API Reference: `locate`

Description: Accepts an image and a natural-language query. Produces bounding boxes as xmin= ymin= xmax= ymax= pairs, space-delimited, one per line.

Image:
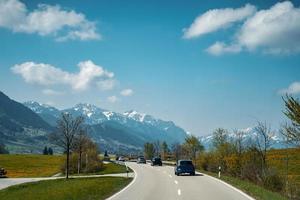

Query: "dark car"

xmin=174 ymin=160 xmax=195 ymax=176
xmin=151 ymin=157 xmax=162 ymax=166
xmin=137 ymin=157 xmax=146 ymax=164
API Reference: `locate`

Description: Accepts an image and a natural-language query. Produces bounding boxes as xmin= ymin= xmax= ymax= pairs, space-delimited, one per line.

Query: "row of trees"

xmin=43 ymin=146 xmax=53 ymax=155
xmin=195 ymin=95 xmax=300 ymax=199
xmin=144 ymin=141 xmax=169 ymax=160
xmin=49 ymin=113 xmax=102 ymax=179
xmin=143 ymin=95 xmax=300 ymax=198
xmin=144 ymin=135 xmax=204 ymax=166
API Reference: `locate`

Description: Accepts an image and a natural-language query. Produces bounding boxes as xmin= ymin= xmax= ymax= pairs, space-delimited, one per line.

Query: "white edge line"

xmin=106 ymin=163 xmax=137 ymax=200
xmin=198 ymin=171 xmax=255 ymax=200
xmin=177 ymin=189 xmax=181 ymax=196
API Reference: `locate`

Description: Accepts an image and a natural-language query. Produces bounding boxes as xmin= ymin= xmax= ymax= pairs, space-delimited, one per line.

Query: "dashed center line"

xmin=177 ymin=189 xmax=181 ymax=196
xmin=174 ymin=180 xmax=178 ymax=184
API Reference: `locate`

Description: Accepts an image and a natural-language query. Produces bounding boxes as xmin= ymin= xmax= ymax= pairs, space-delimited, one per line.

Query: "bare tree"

-=-=-

Reproduce every entry above exactly, and omit the pictures.

API Reference: `locate`

Description: Accepts an image and a natural-language query. Produces bounding boxes as xmin= ymin= xmax= ymax= pairs, space-delimited, one per line.

Image:

Query: "dark car"

xmin=174 ymin=160 xmax=195 ymax=176
xmin=151 ymin=157 xmax=162 ymax=166
xmin=137 ymin=157 xmax=146 ymax=164
API Reference: `locate`

Description: Accepts an image and a natural-language query. Produces bounding boxes as xmin= ymin= xmax= ymax= pairs, space-delimited, one per line.

Query: "row of trees"

xmin=43 ymin=146 xmax=53 ymax=155
xmin=195 ymin=95 xmax=300 ymax=199
xmin=144 ymin=141 xmax=169 ymax=160
xmin=49 ymin=113 xmax=102 ymax=179
xmin=143 ymin=95 xmax=300 ymax=198
xmin=144 ymin=135 xmax=204 ymax=166
API Reference: `locate`

Description: Accepts an image and a natural-language query. Produces bounding boxes as xmin= ymin= xmax= ymax= pairs, space-delimited, one per line.

Query: "white edge line"

xmin=106 ymin=163 xmax=137 ymax=200
xmin=198 ymin=171 xmax=255 ymax=200
xmin=177 ymin=189 xmax=181 ymax=196
API Reference: `locate`

Description: Accepts an image and a natural-language query. Produces bounding boxes as xmin= ymin= xmax= ymax= pairs, space-delimited, one per line.

Query: "dashed center line"

xmin=177 ymin=189 xmax=181 ymax=196
xmin=174 ymin=180 xmax=178 ymax=184
API Reference: `locate`

Description: Accepts an image and a natural-language query. Produces bounding boxes as xmin= ymin= xmax= ymax= pairs, space-delimited, one per line.

Query: "bare tree"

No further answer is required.